▶ _EXERCISE TASK 1_
Answer these questions using the passage on the year 248.
(a) On which day of the week did the year 248 begin?
(b) Who put down the revolts of Pacatianus and Iotapianus, and on whose order?
(c) Of which kingdom did Jungcheon become ruler?

----- SUPPLIED PASSAGE

Year 248 (CCXLVIII) was a leap year starting on Saturday (link will display the full calendar) of the Julian calendar. At the time, it was known as the Year of the Consulship of Philippus and Severus (or, less frequently, year 1001 Ab urbe condita). The denomination 248 for this year has been used since the early medieval period, when the Anno Domini calendar era became the prevalent method in Europe for naming years.

Events 
 By place 
 Roman Empire 
 The revolts of Pacatianus in Moesia and Iotapianus in Syria are put down by Senator Trajan Decius, by order of Emperor Philip the Arab.
 The Roman Empire continues the celebration of the 1,000th anniversary of Rome, with the ludi saeculares, organized by Philip the Arab.

 Asia 
 Jungcheon becomes ruler of the Korean kingdom of Goguryeo (until 270).

----------
----- MATERIAL SHOWN

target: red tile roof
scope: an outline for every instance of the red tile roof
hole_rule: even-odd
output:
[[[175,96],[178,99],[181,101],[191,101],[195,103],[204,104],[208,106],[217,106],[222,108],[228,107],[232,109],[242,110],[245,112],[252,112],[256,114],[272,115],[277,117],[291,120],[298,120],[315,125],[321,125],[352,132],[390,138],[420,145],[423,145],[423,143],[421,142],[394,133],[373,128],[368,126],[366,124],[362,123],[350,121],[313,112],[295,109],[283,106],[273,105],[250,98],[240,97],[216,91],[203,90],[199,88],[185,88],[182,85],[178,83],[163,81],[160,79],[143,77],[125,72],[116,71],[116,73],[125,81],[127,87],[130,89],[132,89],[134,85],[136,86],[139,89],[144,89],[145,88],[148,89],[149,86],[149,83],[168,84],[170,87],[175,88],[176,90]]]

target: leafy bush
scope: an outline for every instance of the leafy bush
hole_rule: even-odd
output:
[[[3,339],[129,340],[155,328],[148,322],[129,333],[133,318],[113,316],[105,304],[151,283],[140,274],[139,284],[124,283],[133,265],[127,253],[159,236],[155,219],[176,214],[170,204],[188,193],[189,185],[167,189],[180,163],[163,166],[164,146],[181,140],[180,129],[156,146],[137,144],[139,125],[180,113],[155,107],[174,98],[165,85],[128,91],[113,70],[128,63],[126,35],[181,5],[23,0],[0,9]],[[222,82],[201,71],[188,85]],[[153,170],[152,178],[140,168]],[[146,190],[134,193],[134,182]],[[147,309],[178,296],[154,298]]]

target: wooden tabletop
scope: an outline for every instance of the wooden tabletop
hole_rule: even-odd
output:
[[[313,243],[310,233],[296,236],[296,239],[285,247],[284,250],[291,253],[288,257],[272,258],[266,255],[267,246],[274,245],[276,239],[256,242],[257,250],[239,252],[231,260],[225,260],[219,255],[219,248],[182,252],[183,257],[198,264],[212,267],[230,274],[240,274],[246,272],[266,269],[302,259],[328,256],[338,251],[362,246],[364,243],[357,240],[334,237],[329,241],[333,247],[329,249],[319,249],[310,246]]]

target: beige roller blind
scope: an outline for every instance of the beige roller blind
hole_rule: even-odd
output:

----------

▶ _EXERCISE TASK 2_
Reproduce the part of the entries that opens with the line containing "target: wooden tabletop" and runs through the end of the entries, including both ends.

▶ _TASK SOLUTION 1_
(a) Saturday.
(b) Senator Trajan Decius put them down, by order of Emperor Philip the Arab.
(c) The Korean kingdom of Goguryeo.

▶ _TASK SOLUTION 2_
target: wooden tabletop
scope: an outline for every instance of the wooden tabletop
hole_rule: even-odd
output:
[[[313,243],[310,233],[296,236],[296,239],[285,247],[284,250],[291,253],[288,257],[272,258],[266,255],[267,246],[274,245],[276,239],[256,242],[257,250],[239,252],[231,260],[225,260],[219,255],[219,248],[182,252],[183,257],[198,264],[212,267],[230,274],[240,274],[246,272],[266,269],[302,259],[328,256],[338,251],[362,246],[364,243],[357,240],[334,237],[329,241],[333,247],[329,249],[319,249],[310,246]]]

target: beige roller blind
scope: an outline for every instance of the beige roller blind
hole_rule: even-odd
output:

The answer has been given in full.